Exercise: Please rewrite each line of the data below, changing "partially hidden" to "partly hidden" and keeping everything else the same.

Data:
##########
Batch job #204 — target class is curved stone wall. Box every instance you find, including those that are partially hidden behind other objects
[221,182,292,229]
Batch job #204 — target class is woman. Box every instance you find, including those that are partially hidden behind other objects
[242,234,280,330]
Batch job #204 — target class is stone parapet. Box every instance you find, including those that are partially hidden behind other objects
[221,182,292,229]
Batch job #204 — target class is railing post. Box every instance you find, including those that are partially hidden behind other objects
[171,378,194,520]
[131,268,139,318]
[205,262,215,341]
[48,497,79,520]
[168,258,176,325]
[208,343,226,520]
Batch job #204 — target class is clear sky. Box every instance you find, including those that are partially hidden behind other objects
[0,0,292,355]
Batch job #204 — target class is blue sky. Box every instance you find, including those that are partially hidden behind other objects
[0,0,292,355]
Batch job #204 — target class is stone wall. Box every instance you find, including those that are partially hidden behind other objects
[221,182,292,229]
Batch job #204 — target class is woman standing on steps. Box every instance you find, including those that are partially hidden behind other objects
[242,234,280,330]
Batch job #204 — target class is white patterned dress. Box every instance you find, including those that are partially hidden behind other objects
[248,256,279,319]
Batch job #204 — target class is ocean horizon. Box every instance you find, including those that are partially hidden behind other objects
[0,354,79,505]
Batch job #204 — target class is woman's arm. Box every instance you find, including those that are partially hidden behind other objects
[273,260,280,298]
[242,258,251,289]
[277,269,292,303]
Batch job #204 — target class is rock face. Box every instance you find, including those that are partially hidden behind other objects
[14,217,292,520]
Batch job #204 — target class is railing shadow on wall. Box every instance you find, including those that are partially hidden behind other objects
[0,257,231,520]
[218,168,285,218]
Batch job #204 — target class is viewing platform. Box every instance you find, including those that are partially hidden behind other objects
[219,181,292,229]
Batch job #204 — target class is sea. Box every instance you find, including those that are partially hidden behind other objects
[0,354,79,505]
##########
In response:
Batch job #204 — target class is curved stone wall. Box every instance you find, including those that are partly hidden behind other objects
[221,182,292,229]
Batch job #204 — target class is woman. Box every instance you find, including those that are partly hidden behind other objects
[242,234,280,330]
Batch job #204 — target class is stone parapet. Box every instance you find, including those that are partly hidden behind other objects
[221,182,292,229]
Batch job #204 — target class is railing post. Box every instance you find, including those that are partly hidden behind other objects
[171,378,194,520]
[131,268,139,318]
[205,262,215,341]
[48,497,79,520]
[168,258,176,325]
[208,343,226,520]
Batch job #204 — target class is clear sky. Box every instance you find, including those that are partly hidden behind other objects
[0,0,292,355]
Batch job #204 — target class is blue sky. Box every instance you find, including those that are partly hidden behind other objects
[0,0,292,355]
Batch job #204 — target class is stone wall. Box every instance you find, including those that are partly hidden behind other objects
[221,182,292,229]
Batch job #204 — target class is woman standing on steps. Box every instance you find, including those that are partly hidden behind other objects
[242,234,280,330]
Batch job #204 — target class is white patterned dress. Box every instance you find, including those that are partly hidden behind other objects
[248,256,279,319]
Batch job #204 — target class is ocean horizon. Box every instance you find, including those that are partly hidden behind other objects
[0,354,79,505]
Batch job #204 — target class is woman's arm. Box every instance you find, including those that are partly hidden behind other objects
[273,260,280,298]
[242,258,251,289]
[277,269,292,303]
Batch job #204 — target class is rock face. Box every instance you find, including those that are partly hidden behind other objects
[14,217,292,520]
Batch job #204 — target class is railing shadow on wall. Box every instance you find, including those that are partly hidden behind other objects
[0,257,231,520]
[218,168,285,218]
Batch job #204 — target class is viewing platform. Box every instance you find, including those that are partly hidden behind other objects
[219,181,292,229]
Batch job #204 — target class is sea. Box every instance you find, including those that are partly hidden behind other objects
[0,354,79,505]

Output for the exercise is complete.